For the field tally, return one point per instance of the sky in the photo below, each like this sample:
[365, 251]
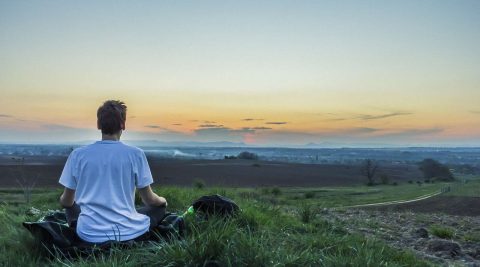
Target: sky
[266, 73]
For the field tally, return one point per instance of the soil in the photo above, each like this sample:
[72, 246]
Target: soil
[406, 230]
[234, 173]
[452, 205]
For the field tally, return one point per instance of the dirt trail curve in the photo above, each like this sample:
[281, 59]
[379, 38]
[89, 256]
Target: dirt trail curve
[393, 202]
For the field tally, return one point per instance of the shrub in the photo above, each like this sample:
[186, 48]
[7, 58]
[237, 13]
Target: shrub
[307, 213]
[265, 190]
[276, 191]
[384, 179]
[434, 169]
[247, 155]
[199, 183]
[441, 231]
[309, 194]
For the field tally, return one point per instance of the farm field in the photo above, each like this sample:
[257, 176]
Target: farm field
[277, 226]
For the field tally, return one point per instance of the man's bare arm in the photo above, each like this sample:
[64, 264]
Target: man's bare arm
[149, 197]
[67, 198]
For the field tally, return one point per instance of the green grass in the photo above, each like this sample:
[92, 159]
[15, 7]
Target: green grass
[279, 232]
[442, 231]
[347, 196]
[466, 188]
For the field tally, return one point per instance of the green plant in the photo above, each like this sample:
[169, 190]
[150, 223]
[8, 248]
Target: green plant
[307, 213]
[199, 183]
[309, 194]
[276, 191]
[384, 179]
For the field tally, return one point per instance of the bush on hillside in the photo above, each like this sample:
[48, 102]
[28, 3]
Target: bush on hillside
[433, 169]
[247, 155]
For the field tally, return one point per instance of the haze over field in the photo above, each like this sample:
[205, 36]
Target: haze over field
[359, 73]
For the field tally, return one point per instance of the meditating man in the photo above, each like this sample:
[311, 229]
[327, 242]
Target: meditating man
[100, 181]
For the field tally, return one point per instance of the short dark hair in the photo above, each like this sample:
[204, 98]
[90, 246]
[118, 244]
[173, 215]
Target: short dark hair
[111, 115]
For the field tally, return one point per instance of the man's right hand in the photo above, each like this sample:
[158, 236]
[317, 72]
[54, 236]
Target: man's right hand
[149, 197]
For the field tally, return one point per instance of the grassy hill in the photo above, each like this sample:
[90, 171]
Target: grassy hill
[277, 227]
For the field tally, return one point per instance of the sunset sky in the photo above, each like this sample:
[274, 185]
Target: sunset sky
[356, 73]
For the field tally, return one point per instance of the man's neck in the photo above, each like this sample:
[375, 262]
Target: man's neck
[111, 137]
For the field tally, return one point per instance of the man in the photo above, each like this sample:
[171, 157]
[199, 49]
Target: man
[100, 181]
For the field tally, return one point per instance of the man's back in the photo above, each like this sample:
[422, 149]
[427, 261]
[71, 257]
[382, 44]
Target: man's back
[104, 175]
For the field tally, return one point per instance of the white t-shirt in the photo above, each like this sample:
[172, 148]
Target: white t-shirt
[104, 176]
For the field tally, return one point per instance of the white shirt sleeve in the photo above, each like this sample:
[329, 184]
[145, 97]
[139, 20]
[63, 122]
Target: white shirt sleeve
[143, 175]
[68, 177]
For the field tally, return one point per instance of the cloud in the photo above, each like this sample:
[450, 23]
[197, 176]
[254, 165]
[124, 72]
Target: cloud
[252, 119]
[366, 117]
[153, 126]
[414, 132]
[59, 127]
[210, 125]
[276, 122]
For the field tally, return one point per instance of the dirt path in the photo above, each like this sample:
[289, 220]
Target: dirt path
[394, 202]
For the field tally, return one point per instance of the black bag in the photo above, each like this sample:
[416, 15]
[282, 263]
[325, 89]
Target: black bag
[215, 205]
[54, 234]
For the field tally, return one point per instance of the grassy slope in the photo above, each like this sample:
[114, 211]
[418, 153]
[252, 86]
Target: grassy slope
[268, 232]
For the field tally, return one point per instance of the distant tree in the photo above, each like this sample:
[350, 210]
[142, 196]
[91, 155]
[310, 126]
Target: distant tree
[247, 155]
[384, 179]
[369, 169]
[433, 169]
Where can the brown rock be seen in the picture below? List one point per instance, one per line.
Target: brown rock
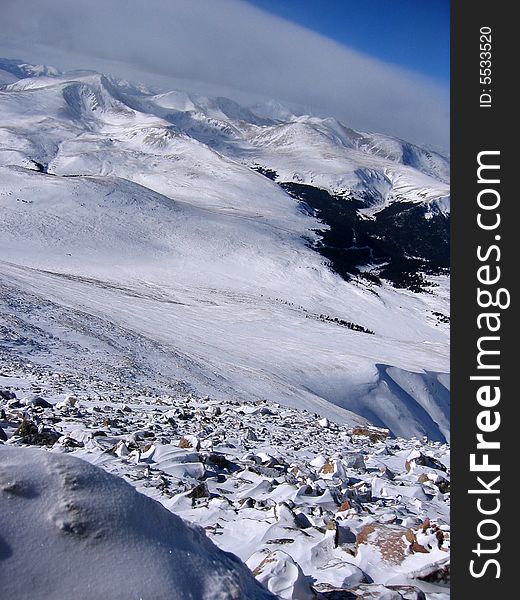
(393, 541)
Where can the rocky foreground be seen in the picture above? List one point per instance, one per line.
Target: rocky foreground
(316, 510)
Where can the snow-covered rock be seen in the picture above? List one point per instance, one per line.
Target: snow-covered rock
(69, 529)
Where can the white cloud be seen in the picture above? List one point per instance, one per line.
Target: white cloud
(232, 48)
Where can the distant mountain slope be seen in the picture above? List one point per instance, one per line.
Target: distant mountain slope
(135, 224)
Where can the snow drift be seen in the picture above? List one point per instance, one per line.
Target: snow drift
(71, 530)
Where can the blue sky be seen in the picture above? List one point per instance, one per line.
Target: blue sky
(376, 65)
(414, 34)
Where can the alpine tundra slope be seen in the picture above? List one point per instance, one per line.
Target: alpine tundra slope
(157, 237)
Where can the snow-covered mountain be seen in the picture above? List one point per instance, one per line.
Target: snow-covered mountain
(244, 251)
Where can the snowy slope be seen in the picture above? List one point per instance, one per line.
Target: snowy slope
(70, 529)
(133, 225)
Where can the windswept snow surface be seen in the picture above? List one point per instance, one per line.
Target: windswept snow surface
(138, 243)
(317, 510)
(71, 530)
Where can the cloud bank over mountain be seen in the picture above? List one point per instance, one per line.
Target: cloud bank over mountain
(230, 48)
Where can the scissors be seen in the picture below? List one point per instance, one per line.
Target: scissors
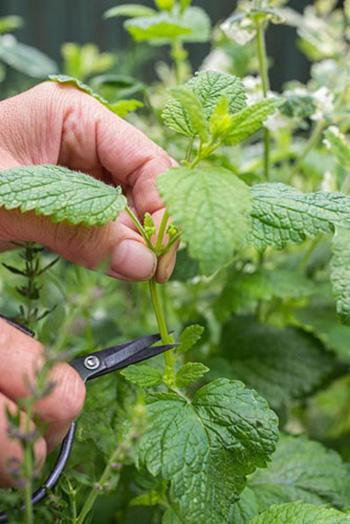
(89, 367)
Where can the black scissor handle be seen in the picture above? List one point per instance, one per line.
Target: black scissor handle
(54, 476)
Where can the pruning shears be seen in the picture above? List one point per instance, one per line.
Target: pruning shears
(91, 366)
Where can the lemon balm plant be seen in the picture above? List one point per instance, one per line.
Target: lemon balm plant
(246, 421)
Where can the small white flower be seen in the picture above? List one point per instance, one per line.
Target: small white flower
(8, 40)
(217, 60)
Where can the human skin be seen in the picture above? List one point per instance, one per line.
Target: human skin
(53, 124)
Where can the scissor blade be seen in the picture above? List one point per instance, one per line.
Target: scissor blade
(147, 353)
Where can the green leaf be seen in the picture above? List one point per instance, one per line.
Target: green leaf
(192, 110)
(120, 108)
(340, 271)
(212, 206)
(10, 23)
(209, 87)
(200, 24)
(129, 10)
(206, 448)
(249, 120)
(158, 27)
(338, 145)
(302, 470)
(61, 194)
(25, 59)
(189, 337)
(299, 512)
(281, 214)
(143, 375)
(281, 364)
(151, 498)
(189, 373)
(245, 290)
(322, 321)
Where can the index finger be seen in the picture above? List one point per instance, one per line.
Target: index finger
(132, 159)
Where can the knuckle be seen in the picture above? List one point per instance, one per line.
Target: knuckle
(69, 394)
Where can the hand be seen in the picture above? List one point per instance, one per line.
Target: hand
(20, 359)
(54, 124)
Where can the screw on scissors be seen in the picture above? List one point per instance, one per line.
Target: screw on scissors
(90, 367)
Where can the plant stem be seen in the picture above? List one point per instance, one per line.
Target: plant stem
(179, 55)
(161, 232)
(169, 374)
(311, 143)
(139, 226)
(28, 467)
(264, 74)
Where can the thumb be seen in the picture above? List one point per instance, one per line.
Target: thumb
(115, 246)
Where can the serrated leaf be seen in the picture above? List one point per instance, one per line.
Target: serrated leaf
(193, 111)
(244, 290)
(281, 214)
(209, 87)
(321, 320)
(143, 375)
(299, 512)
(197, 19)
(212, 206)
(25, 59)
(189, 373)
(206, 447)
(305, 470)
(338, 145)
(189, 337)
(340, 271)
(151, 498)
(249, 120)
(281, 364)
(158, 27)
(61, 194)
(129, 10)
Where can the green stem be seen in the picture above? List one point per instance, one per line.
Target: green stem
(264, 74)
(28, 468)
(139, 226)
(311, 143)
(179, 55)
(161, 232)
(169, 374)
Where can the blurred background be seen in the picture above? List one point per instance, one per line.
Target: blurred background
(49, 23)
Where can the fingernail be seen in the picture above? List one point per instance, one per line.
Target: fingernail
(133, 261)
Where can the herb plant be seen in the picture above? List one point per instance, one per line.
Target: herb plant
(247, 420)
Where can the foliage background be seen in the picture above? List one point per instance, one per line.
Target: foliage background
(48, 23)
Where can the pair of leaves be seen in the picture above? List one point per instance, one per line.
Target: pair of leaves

──────

## [About this task]
Each line containing "leaves" belongs in the answer; pick these out of the material and copy them.

## [Written response]
Where can the pair of leaves be seen in the picture above? List one point per instance, one per line.
Target: pair of leaves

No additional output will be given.